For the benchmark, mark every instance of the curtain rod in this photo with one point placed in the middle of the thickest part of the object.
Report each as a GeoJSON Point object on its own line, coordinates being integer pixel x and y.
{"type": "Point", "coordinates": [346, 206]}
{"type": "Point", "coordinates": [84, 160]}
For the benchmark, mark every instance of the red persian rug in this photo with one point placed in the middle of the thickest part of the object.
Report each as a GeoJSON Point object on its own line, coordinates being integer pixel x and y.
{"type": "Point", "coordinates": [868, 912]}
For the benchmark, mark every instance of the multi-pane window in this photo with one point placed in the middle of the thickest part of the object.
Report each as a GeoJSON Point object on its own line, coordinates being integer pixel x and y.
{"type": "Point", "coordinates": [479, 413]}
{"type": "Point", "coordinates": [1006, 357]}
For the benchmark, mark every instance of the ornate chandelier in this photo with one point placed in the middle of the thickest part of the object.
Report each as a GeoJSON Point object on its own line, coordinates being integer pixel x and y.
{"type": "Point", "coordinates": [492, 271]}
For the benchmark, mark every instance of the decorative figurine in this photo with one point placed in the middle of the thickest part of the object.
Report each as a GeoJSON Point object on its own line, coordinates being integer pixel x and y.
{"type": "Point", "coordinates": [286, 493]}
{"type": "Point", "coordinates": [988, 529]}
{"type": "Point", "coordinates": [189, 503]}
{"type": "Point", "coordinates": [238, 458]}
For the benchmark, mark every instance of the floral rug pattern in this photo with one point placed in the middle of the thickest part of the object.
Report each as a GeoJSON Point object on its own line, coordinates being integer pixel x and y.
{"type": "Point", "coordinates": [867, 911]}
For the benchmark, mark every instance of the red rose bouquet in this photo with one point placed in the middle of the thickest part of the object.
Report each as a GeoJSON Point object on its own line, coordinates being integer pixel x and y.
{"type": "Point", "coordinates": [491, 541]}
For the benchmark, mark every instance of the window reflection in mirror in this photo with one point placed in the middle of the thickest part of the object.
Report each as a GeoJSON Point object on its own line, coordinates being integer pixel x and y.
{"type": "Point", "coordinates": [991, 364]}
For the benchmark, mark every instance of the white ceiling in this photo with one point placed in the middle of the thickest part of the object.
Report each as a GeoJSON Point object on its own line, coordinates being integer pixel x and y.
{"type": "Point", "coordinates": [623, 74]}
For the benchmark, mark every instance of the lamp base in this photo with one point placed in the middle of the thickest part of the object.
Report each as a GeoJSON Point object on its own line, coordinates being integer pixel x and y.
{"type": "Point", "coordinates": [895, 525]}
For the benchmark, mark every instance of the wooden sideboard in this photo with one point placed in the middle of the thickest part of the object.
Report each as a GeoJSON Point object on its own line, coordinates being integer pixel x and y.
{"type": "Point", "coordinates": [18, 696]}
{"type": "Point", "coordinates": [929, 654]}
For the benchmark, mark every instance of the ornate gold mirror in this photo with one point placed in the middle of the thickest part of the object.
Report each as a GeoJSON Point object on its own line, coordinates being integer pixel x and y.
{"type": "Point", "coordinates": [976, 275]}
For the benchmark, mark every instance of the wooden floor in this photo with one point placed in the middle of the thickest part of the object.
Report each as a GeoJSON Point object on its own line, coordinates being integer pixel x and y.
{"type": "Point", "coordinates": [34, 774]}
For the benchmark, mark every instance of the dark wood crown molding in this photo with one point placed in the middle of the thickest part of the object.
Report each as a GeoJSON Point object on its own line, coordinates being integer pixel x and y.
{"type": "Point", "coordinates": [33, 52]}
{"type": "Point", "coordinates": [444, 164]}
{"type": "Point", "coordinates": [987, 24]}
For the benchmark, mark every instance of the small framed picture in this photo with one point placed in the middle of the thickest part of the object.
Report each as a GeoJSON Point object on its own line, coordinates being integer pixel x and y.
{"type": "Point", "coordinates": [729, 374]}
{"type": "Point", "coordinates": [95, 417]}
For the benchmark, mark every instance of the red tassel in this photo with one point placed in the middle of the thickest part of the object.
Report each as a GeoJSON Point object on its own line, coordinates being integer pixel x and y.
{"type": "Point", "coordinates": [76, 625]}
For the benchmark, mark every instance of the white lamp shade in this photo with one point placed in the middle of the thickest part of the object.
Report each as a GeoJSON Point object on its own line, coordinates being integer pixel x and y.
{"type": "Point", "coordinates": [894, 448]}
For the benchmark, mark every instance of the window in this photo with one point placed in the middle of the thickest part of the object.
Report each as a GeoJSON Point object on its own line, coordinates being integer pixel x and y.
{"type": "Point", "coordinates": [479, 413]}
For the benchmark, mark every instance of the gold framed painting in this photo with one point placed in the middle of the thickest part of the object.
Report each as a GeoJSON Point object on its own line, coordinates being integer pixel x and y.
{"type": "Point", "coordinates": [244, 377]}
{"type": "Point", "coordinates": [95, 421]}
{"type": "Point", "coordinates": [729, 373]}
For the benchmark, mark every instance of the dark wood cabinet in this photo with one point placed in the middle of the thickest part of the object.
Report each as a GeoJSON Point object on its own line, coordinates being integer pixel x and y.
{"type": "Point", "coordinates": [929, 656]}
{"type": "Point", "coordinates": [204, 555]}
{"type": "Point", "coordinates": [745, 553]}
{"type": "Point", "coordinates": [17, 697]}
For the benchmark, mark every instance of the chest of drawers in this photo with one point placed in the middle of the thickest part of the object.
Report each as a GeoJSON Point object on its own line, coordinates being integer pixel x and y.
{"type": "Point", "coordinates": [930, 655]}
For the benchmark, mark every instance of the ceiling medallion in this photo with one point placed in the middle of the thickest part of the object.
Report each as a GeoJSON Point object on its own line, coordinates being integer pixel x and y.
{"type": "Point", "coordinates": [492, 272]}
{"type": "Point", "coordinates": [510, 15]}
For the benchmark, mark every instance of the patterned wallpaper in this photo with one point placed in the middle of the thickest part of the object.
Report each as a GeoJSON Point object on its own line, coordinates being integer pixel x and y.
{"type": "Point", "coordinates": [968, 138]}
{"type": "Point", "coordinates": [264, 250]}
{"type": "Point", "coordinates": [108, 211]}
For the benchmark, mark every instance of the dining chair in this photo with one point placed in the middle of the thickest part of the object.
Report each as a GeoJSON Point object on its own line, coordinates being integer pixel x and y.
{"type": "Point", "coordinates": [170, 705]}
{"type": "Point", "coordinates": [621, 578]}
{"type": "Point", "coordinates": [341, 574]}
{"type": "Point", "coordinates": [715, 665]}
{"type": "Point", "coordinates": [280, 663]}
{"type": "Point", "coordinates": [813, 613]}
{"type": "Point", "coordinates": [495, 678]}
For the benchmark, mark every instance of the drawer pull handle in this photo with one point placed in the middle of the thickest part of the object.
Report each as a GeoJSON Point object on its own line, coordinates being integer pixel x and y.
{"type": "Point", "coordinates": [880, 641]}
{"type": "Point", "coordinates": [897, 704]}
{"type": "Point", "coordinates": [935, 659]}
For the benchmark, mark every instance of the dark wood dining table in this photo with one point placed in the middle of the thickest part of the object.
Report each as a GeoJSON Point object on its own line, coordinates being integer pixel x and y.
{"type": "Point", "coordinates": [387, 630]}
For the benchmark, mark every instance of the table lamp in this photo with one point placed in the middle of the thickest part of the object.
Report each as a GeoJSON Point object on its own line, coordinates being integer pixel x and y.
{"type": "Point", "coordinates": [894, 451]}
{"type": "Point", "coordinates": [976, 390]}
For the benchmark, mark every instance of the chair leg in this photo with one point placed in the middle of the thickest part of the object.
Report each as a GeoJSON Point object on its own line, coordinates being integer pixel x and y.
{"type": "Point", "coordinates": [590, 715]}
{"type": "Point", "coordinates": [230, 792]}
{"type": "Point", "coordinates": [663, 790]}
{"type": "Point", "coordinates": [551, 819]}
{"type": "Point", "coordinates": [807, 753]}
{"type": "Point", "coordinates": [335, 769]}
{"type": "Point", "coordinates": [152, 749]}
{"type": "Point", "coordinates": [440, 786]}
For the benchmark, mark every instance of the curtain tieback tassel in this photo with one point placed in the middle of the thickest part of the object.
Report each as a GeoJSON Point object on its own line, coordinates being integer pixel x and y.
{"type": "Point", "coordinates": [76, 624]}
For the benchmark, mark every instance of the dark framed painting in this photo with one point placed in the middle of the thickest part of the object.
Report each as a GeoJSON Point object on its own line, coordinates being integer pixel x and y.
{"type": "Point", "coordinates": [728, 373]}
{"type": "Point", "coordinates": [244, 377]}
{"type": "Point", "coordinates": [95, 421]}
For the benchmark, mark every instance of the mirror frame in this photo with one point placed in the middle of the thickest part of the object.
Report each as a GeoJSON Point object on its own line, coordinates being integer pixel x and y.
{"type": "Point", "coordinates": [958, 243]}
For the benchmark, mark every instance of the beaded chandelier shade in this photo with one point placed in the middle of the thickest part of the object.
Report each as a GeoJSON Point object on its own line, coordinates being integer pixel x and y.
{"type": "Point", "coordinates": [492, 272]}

════════════════

Copy out the lines from the one containing "For the benchmark, mark every instance of the beaded" through the last line, requests included, and shift every coordinate in the answers by -93.

For the benchmark, mark every instance of the beaded chandelier shade in this photo with one point placed in the middle of the thickest part of the object.
Report each as a GeoJSON Point object on its own line, coordinates being integer pixel x and y.
{"type": "Point", "coordinates": [399, 179]}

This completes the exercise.